┌─ FRAGMENTO MOSTRADO

Ciudadanos de la fe: práctica religiosa y conducta cívica en comunidades pentecostales
Sobre el escenario religioso de fines de siglo se
ha producido una espectacular diversificación y auge de
creencias religiosas. El tan pregonado fin de las religiones, al compás
del implacable avance del modelo
socio-cultural de la modernidad y su
racionalidad instrumental, se encuentra muy lejos de lograr su
finalidad.
El nuevo ímpetu religioso ha adquirido variadas
formas a lo largo y ancho del planeta. En el caso
específico de América
Latina, la cuestión parece volcarse hacia una
pluralización del ámbito religioso, antaño
hegemonizado por la Iglesia
católica. En efecto, nuestro continente considerado
históricamente católico, ha comenzado a
experimentar un cambio en las
características de su composición y cultura
religiosa donde la modificación ha tenido eminentemente un
carácter pentecostal.
Ahora bien, frente a esta situación surgen un
sinnúmero de preguntas, la que guía la siguiente
exposición es: ¿la conversión
a alguna comunidad
pentecostal afecta el modelo moderno de conducta
cívica en sus feligreses?
Antes de contestar esta pregunta, vale recordar
brevemente (aunque son bien conocidos) algunos de los supuestos
que subyacen al modelo socio-cultural de la modernidad. Este
modelo levantó sus pilares sobre la base de la creciente
diferenciación y especialización de esferas, que
implicaban, entre otras cuestiones, una separación
(diferenciación) de los campos "secular" y "religioso". El
proyecto que
la modernidad puso en marcha significó, la construcción de un modelo socio-cultural
apoyado en la ruptura y el desencantamiento con el orden
religioso que gobernaba el mundo. Escisión que
provocó un quiebre con el fundamento trascendental que
concebía al poder divino
como sustento y garante del orden establecido, fuera del alcance
y operacionalidad de los hombres.

└─
┌─ FILAS MOSTRADAS

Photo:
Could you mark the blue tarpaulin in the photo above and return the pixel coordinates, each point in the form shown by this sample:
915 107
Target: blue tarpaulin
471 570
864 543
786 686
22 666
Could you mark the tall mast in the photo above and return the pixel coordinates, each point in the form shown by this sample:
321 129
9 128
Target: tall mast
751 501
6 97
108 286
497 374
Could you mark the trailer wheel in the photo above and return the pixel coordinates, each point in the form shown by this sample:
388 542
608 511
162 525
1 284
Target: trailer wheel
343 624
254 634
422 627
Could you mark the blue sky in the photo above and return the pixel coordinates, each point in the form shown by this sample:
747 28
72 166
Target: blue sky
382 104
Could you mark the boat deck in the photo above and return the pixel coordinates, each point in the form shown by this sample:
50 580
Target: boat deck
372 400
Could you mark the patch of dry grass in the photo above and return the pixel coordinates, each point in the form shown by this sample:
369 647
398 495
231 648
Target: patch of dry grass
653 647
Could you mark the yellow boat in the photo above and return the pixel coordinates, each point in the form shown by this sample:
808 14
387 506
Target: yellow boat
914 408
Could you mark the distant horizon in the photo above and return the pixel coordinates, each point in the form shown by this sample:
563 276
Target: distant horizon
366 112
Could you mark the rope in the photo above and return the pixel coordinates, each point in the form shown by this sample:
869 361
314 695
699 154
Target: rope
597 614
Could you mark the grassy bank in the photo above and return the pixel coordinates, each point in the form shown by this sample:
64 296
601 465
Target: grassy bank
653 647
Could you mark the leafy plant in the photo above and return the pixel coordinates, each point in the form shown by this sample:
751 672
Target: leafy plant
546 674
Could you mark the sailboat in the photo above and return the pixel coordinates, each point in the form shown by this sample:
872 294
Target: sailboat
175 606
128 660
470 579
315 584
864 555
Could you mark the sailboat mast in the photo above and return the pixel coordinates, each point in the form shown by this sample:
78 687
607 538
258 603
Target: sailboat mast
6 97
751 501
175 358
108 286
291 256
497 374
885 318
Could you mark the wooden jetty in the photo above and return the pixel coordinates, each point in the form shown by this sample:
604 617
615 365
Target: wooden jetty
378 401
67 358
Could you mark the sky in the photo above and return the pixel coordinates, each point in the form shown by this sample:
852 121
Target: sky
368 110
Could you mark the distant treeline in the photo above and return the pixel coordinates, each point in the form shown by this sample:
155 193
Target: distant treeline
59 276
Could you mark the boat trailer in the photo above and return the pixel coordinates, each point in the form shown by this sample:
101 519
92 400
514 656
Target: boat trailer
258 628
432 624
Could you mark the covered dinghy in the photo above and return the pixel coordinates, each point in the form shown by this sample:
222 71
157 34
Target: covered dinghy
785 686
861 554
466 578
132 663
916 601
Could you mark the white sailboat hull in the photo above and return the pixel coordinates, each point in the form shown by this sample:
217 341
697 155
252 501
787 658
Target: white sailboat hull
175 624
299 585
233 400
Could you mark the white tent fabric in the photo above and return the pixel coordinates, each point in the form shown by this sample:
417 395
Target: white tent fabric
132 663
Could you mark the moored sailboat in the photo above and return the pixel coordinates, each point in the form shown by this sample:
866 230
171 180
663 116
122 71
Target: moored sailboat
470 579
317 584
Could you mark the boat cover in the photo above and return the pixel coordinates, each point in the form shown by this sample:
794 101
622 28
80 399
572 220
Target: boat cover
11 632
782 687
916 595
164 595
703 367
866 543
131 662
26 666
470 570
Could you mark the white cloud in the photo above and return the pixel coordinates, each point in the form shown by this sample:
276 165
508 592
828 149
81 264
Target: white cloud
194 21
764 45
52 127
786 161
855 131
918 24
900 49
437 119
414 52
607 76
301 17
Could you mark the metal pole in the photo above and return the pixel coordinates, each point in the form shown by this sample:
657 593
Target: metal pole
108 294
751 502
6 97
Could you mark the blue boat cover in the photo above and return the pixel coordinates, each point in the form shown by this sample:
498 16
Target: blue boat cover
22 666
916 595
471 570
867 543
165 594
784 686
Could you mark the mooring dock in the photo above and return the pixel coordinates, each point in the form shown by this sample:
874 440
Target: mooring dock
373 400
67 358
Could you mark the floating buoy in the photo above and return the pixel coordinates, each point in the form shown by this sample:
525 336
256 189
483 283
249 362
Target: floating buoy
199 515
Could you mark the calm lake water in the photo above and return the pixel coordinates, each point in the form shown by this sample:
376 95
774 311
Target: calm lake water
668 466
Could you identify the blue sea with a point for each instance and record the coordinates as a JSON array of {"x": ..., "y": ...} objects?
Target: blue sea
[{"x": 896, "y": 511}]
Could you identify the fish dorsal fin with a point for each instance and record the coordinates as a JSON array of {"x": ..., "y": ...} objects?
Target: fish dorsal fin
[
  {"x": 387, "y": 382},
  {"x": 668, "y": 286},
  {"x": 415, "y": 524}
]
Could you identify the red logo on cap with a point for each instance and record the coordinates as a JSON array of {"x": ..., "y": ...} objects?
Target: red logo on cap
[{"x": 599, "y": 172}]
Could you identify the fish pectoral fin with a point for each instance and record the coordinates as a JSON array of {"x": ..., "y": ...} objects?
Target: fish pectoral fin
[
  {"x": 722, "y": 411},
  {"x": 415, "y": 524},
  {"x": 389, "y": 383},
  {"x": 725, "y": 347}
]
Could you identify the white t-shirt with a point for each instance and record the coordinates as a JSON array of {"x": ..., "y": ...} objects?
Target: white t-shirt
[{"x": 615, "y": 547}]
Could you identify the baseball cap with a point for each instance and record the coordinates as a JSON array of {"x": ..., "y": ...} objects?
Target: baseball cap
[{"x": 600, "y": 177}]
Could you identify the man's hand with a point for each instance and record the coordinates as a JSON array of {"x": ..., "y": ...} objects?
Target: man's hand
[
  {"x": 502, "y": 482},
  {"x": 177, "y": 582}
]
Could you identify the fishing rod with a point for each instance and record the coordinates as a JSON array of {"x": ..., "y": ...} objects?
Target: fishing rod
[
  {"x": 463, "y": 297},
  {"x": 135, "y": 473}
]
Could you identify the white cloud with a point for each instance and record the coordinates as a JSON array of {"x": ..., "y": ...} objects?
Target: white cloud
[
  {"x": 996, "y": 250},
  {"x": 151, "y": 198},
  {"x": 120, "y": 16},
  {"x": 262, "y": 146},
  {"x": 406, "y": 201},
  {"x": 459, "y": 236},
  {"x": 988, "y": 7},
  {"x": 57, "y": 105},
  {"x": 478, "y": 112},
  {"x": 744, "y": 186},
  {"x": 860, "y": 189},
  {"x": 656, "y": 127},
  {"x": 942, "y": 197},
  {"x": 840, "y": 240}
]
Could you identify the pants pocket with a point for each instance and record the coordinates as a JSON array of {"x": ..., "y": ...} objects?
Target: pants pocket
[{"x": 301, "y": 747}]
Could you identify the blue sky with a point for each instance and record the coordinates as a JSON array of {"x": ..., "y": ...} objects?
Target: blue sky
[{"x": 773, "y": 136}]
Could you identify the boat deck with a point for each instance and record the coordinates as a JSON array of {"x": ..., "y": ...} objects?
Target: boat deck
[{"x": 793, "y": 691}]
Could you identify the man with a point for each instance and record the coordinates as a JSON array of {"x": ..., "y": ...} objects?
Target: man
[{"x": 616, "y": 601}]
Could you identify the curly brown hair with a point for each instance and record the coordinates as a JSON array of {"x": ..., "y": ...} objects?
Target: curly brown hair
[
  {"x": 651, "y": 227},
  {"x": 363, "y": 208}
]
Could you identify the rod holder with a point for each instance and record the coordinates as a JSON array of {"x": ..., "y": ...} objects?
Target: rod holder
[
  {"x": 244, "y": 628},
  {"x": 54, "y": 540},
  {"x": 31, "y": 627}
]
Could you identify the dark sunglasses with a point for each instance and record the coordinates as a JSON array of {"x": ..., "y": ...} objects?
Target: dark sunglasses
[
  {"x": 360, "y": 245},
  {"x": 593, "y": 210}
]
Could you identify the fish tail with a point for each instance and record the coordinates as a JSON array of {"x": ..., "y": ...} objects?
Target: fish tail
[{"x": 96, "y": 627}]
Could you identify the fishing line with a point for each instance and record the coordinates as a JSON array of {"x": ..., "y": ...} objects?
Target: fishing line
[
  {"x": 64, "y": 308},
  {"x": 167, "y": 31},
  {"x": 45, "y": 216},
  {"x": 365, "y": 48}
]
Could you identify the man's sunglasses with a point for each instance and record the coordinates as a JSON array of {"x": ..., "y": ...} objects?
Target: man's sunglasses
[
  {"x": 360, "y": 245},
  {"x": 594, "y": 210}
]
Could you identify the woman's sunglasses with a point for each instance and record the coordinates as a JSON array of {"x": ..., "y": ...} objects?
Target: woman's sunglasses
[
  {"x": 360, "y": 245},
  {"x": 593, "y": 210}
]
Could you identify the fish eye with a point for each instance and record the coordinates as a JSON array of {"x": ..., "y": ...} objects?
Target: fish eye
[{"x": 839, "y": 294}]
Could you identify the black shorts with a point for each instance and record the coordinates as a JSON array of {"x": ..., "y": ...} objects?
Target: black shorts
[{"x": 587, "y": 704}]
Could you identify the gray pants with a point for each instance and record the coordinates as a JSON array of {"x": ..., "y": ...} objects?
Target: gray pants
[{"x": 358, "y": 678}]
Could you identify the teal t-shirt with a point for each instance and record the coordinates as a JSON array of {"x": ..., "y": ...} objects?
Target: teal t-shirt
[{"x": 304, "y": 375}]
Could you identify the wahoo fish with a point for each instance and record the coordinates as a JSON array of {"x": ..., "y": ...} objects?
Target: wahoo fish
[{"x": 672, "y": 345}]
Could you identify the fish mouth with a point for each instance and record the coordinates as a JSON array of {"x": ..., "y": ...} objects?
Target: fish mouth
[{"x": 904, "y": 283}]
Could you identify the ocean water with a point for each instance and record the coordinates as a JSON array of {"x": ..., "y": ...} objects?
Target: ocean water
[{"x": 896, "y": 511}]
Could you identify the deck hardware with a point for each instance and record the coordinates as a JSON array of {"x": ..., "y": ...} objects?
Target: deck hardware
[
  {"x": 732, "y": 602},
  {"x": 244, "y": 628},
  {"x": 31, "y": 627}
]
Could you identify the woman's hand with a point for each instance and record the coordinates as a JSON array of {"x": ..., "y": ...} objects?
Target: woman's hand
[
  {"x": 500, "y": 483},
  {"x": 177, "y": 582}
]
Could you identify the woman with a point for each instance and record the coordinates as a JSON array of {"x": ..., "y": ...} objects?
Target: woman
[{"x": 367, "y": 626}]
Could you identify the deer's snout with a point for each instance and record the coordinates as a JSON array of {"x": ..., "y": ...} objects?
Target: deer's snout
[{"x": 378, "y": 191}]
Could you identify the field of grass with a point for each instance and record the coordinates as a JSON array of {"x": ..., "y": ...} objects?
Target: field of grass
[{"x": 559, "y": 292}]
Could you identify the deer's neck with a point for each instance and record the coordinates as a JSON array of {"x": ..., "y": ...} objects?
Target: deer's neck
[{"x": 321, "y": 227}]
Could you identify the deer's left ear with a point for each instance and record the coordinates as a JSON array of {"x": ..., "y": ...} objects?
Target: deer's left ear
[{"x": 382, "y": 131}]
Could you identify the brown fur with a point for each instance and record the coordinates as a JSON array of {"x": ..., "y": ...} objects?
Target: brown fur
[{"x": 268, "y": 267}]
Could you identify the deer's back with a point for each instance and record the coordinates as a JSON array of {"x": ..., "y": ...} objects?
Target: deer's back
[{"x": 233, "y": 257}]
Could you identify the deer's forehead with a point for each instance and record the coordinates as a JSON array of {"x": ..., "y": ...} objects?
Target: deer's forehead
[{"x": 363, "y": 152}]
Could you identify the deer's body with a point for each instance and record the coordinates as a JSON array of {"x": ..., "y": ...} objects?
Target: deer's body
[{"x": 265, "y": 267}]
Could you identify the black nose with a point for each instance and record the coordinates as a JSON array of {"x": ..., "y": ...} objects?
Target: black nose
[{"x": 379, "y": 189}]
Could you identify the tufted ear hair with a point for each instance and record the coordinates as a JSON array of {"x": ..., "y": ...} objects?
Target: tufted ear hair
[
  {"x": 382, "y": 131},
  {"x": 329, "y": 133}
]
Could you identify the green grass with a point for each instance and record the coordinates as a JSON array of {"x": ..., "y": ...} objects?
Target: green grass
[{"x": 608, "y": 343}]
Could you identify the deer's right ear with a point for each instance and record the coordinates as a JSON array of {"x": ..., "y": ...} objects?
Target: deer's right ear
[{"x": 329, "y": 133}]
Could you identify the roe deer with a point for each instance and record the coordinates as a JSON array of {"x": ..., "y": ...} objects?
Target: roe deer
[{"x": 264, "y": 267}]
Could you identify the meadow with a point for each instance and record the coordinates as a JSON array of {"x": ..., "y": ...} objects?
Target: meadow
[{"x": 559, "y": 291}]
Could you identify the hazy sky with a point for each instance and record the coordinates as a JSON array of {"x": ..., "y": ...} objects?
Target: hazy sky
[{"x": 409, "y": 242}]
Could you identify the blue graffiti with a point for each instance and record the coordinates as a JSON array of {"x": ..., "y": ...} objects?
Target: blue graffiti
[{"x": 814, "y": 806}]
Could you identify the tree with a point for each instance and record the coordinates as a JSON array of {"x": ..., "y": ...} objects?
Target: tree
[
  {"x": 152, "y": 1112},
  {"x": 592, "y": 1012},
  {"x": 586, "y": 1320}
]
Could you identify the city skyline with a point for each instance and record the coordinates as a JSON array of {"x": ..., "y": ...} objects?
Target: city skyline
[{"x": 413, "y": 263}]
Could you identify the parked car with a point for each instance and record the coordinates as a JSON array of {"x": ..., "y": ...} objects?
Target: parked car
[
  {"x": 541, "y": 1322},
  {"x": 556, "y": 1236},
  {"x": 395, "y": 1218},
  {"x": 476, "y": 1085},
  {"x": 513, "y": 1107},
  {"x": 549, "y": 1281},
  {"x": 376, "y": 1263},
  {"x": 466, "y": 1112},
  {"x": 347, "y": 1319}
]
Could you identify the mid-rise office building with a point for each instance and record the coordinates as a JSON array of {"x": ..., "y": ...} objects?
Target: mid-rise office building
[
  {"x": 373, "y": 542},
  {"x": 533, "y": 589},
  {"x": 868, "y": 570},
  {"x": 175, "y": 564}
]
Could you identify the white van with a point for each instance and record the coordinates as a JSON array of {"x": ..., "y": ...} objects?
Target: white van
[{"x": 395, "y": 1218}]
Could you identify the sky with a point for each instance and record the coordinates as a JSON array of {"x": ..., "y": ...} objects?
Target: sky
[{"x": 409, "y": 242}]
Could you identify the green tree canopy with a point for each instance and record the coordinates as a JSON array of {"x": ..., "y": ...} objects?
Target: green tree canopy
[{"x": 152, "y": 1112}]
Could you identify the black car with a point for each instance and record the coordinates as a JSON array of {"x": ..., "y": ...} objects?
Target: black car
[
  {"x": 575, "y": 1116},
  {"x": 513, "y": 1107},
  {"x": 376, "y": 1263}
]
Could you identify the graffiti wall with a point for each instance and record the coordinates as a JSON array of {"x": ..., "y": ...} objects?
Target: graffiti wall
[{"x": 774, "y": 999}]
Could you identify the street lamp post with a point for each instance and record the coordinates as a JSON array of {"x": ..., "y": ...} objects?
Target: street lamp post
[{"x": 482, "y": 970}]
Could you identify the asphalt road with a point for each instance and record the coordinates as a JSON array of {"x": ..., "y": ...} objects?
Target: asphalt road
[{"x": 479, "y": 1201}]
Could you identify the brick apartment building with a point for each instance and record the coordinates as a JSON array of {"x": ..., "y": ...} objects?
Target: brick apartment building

└─

| CONSIGNA ESCRITA |
Prosigue el ensayo sobre práctica religiosa y conducta cívica en comunidades pentecostales a partir de su última oración, manteniendo el mismo registro.

| RESPUESTA DEL EJERCICIO |
En este contexto, la utopía del modelo
socio-cultural moderno significó la imposición de
una visión naturalista del hombre como
supuesto básico para fundamentar la negación de
toda recurrencia a una ley divina. La
naturaleza se
imponía, de esta forma, como el origen y la
argumentación de las verdades existentes y la razón
como la fuente por excelencia para descubrirlas. El proyecto de
la modernidad suponía un creciente avance de la
secularidad en detrimento de lo sacro. Así, la modernidad
intentaba reemplazar, del centro de la sociedad, a
Dios por la ciencia y,
en el mejor de los casos, dejar las creencias religiosas
relegadas al seno de la vida privada.
Resultó así, que el proyecto
socio-cultural de la modernidad supuso el desarrollo de
la secularización, que significaba, en términos
generales, el proceso a
través del cual los individuos se reconocerían como
sujetos autónomos y protagonistas en la
construcción y organización de un orden social cuyo fin
último se encontraba en el mundo. Es decir, la sociedad
ubicada frente al desafío de autodeterminarse, generar su
propia identidad,
producir su propia normatividad y organizarse según sus
propios fundamentos. (1)
Frente a las circunstancias de emergencia de este
escenario, la concepción del modelo de ciudadanía también se vio afectado
por el proceso de secularización. Ligada a los avatares
del modelo socio-cultural moderno y con el desarrollo del
Estado–nación,
la ciudadanía también vivió su propia
escisión. Ahora, ésta dejó de lado
también toda fundamentación trascendente y
quedó anclada en una base puramente secular. Por lo tanto,
a partir de la modernidad el concepto de
ciudadanía trajo consigo un nuevo problema a resolver:
la búsqueda de una identidad puramente secular. Es
decir, la identidad ya no podía sustentarse en un
fundamento extra-mundano, debía ser definida en
relación al Estado-nación.
En este sentido, la ciudadanía produjo a partir de la
modernidad un cambio de vínculo de los individuos con el
poder, dando paso de una relación de sujeción del
individuo a la
persona del
rey, a otra de "libre adhesión" a la sujeción al
poder. (2)
El término ciudadanía, entonces, hizo
referencia directa al Estado-nación, es decir, a un
espacio político claramente unificado, en tanto identidad
universal que se impuso a la multiplicidad de identidades
existentes a nivel social. La ciudadanía, en el nuevo
modelo socio-cultural, pasó a estandarizar e igualar, en
definitiva, dejó de calificar y por ende pretendió
subordinar la diversidad de identidades existentes bajo la
égida universalizadora del
Estado-nación.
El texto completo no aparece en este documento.